> [To be done]
Render the rows below as a Markdown table with two columns, Number and Line. Number each line in order, skip blank lines, and leave the pictures out.

> [Data for processing]

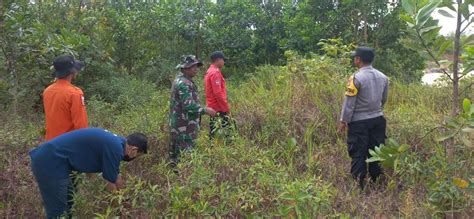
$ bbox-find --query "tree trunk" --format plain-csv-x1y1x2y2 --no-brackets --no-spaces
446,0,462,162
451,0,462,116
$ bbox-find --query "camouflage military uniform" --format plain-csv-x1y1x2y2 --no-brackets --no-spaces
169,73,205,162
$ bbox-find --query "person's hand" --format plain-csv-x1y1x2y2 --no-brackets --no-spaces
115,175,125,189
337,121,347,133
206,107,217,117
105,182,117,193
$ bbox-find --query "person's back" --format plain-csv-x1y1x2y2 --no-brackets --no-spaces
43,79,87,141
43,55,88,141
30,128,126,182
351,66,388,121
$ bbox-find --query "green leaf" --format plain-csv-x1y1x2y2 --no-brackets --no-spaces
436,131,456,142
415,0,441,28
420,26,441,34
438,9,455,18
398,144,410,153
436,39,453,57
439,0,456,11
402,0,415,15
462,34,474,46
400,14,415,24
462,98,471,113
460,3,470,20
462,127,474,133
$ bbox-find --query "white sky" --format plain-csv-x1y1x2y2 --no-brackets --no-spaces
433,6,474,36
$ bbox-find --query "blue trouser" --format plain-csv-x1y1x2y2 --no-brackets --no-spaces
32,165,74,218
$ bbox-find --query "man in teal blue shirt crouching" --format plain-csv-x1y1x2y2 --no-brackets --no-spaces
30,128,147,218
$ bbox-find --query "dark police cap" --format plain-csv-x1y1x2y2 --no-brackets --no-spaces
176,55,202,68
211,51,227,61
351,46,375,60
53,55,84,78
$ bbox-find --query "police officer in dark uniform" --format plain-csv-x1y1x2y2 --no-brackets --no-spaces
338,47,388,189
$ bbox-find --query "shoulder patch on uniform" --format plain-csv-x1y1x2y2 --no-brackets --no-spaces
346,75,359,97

> [Answer]
| Number | Line |
|---|---|
| 1 | $ bbox-find --query "tree trunk" --format plain-csv-x1y1x2y2 --no-brackets --no-spaces |
| 2 | 446,0,462,162 |
| 3 | 451,0,462,116 |
| 4 | $ bbox-find --query "camouflage military uniform" --format plain-csv-x1y1x2y2 --no-brackets --no-spaces |
| 5 | 169,73,205,162 |
| 6 | $ bbox-find --query "person's hand" --format plain-csv-x1y1x2y2 --no-brackets --no-spaces |
| 7 | 115,175,125,189 |
| 8 | 337,121,347,133 |
| 9 | 206,107,217,117 |
| 10 | 105,182,117,193 |
| 11 | $ bbox-find --query "person's back" --format plain-csv-x1y1x2y2 --no-brackets --no-spaces |
| 12 | 43,79,87,141 |
| 13 | 43,55,88,141 |
| 14 | 30,128,126,182 |
| 15 | 351,66,388,121 |
| 16 | $ bbox-find --query "green leaf" --format plain-csv-x1y1x2y2 --no-brackets --no-spaces |
| 17 | 436,131,456,142 |
| 18 | 415,0,441,28 |
| 19 | 420,26,441,34 |
| 20 | 438,9,455,18 |
| 21 | 398,144,410,153 |
| 22 | 436,39,453,57 |
| 23 | 439,0,456,11 |
| 24 | 402,0,415,15 |
| 25 | 462,34,474,46 |
| 26 | 400,14,415,24 |
| 27 | 462,98,471,113 |
| 28 | 460,3,470,20 |
| 29 | 462,127,474,133 |
| 30 | $ bbox-find --query "white sky" --format plain-csv-x1y1x2y2 --no-brackets --no-spaces |
| 31 | 433,6,474,36 |
| 32 | $ bbox-find --query "blue trouser" --format plain-csv-x1y1x2y2 --no-brackets --no-spaces |
| 33 | 32,165,74,218 |
| 34 | $ bbox-find --query "man in teal blue shirt crouching" --format plain-csv-x1y1x2y2 --no-brackets --no-spaces |
| 35 | 30,128,147,218 |
| 36 | $ bbox-find --query "dark police cap" --format plain-csv-x1y1x2y2 --no-brackets --no-spaces |
| 37 | 176,55,202,68 |
| 38 | 211,51,227,61 |
| 39 | 351,46,375,60 |
| 40 | 53,55,84,78 |
| 41 | $ bbox-find --query "police officer in dark uniform" --format plain-csv-x1y1x2y2 --no-brackets --no-spaces |
| 42 | 338,47,388,189 |
| 43 | $ bbox-find --query "shoulder patch on uniform" --format plain-csv-x1y1x2y2 --no-brackets --no-spaces |
| 44 | 346,75,359,97 |